* [Given exercise 1]:
From the passage on the 1974 mainland bombing campaign, quote word for word everything from "The court case" down to "exactly what happened.".
* [Given exercise 2]:
Summarize the passage on the 1974 mainland bombing campaign in two sentences.

* [Given text]:
** start **

This view, widely held at the top of the Republican leadership, led to an historic, and deadly decision. They would launch a campaign against mainland Britain.

This was to have four key objectives; first, to maximise the economic damage to the British state; second, to “take the heat off Derry and Belfast”, as long term strategist Sean MacStiofain had put it the year before; third, to more readily target the infrastructure of the British state itself (as the early bombings of the High Court and Scotland Yard would ably accomplish) and fourth, and most importantly, with the objective of forcing the British people to more directly confront the consequences of remaining in Ireland and to force public opinion towards withdrawal.

In November 1974, shortly after the mainland campaign began, a Republican unit travelled to Birmingham and exploded two bombs in pubs. Public opinion moved alright, but not the way they had envisioned.

Anger exploded across the country.

Irish men and women who had no part in the bombing were targeted for reprisals by virtue of their nationality.

The outcry was so fearsome that an Irish mother who had lost two sons in the atrocity was refused service by local shops and businesses.

Within a week, public opinion across Britain was so venomous, and avowedly focussed on vengeance, that the government was able to pass the Prevention of Terrorism Act 1974, by a wide margin, amidst almost unanimous support. Amongst its many provisions was the right to arrest, detain, and question suspects for a period of up to seven days.

During the same fevered period, the House of Commons held a debate over whether to reintroduce the death penalty in terrorism cases, as the clamour amidst the general population reached fever pitch.

More than 200 MP’s voted in favour of that motion, but common sense prevailed in the House and it was defeated.

Within 24 hours of the Prevention of Terrorism Act becoming law, the police arrested six men in connection with the bombings. They were the first people ever to be held under that Act.

Over the course of the next few days they were tortured and subjected to fearsome psychological pressure, during which some of them were said to have made false confessions.

The defence was telling the world those facts from the first day of their trial.

The public wasn’t listening. Not then.

The court case was a travesty, a mixture of fabricated evidence, circumstantial evidence, heresy and botched, and slanted, forensic results.

In spite of the clear flaws in the case, public opinion was overwhelming against any possibility of a Not Guilty verdict, and their conviction was never really in much doubt. People had to pay and that’s exactly what happened.

It didn’t matter, not then, whether they were the right people or not.

** end **

* [Stored data]:
** start **

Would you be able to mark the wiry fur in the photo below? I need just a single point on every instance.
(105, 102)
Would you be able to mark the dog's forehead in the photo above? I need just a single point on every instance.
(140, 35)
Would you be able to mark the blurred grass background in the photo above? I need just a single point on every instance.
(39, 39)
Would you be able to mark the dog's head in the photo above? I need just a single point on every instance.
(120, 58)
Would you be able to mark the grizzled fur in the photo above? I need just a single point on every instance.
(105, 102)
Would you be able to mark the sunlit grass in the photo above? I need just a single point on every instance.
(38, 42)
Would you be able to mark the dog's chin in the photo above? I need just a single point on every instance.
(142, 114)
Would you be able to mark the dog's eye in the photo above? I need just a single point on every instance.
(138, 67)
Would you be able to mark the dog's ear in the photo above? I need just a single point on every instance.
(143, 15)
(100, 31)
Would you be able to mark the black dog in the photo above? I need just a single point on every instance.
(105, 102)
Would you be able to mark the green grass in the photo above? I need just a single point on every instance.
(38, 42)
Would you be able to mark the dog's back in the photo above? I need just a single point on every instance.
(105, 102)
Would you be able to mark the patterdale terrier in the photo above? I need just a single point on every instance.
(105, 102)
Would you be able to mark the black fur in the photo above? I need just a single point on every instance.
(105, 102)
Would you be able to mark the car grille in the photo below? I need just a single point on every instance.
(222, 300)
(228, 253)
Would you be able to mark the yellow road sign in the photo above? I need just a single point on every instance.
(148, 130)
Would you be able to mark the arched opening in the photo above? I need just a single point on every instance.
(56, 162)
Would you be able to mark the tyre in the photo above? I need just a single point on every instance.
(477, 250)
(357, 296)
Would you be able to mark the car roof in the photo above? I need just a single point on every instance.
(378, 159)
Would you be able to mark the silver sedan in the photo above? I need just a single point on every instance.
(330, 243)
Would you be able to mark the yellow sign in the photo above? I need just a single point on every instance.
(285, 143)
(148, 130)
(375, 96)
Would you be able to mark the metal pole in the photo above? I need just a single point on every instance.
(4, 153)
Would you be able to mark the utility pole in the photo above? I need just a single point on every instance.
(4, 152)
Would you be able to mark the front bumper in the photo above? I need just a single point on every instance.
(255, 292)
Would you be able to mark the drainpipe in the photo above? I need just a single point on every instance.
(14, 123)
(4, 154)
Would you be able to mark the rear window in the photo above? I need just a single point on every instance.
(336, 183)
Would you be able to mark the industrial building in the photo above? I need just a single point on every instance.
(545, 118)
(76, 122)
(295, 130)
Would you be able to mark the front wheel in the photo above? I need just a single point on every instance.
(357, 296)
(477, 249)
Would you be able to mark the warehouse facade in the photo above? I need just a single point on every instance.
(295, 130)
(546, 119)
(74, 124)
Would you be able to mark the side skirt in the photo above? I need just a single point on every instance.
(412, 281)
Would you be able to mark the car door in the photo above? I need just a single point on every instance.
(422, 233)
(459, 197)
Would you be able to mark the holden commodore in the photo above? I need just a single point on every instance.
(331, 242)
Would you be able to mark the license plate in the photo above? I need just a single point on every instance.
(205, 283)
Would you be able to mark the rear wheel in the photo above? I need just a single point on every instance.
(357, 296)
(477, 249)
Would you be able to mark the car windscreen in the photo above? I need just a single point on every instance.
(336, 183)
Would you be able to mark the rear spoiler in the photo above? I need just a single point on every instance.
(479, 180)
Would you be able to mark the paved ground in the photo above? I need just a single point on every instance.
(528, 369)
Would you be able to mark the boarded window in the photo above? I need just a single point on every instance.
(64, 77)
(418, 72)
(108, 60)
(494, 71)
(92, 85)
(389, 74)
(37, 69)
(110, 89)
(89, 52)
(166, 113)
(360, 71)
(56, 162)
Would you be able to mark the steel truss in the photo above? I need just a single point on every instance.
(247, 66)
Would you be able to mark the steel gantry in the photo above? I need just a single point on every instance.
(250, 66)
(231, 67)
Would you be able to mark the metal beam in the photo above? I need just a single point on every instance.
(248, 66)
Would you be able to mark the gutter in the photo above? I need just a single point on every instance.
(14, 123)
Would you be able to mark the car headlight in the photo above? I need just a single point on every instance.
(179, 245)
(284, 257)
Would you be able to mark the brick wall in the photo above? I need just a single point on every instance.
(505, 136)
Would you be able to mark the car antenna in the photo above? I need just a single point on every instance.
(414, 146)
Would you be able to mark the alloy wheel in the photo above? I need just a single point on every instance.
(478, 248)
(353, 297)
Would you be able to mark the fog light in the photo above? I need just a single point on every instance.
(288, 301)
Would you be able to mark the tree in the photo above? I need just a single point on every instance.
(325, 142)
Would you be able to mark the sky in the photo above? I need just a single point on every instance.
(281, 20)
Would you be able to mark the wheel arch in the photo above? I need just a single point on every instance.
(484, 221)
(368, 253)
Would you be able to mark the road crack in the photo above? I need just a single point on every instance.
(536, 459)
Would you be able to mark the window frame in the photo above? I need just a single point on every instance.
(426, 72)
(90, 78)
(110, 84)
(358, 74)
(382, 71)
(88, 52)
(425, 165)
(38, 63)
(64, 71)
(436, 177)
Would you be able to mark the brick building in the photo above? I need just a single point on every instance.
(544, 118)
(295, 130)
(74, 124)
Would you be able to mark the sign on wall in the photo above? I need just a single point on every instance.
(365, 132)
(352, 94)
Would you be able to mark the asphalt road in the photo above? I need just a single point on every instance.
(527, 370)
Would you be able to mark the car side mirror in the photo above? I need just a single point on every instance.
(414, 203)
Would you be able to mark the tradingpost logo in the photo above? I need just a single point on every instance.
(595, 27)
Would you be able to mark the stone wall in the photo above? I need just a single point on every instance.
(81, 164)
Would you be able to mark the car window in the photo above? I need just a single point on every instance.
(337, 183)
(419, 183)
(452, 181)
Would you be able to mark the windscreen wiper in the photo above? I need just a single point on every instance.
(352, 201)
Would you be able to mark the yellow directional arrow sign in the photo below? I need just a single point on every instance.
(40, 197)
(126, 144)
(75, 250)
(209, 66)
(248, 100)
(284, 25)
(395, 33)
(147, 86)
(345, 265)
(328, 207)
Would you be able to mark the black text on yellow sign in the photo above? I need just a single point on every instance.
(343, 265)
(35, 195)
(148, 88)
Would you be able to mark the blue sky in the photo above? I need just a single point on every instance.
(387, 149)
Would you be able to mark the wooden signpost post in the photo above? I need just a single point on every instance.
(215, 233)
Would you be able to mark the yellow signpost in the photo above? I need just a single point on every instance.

** end **

* [Answer 1]:
The court case was a travesty, a mixture of fabricated evidence, circumstantial evidence, heresy and botched, and slanted, forensic results.

In spite of the clear flaws in the case, public opinion was overwhelming against any possibility of a Not Guilty verdict, and their conviction was never really in much doubt. People had to pay and that’s exactly what happened.

* [Answer 2]:
Republican leaders launched a bombing campaign against mainland Britain to damage the British state and push public opinion toward withdrawal from Ireland. After a Republican unit bombed two Birmingham pubs in November 1974, public anger instead turned against Irish people and enabled the Prevention of Terrorism Act to pass within a week, and six men arrested under it were tortured, with some reportedly making false confessions, before a flawed trial convicted them amid overwhelming public demand for punishment.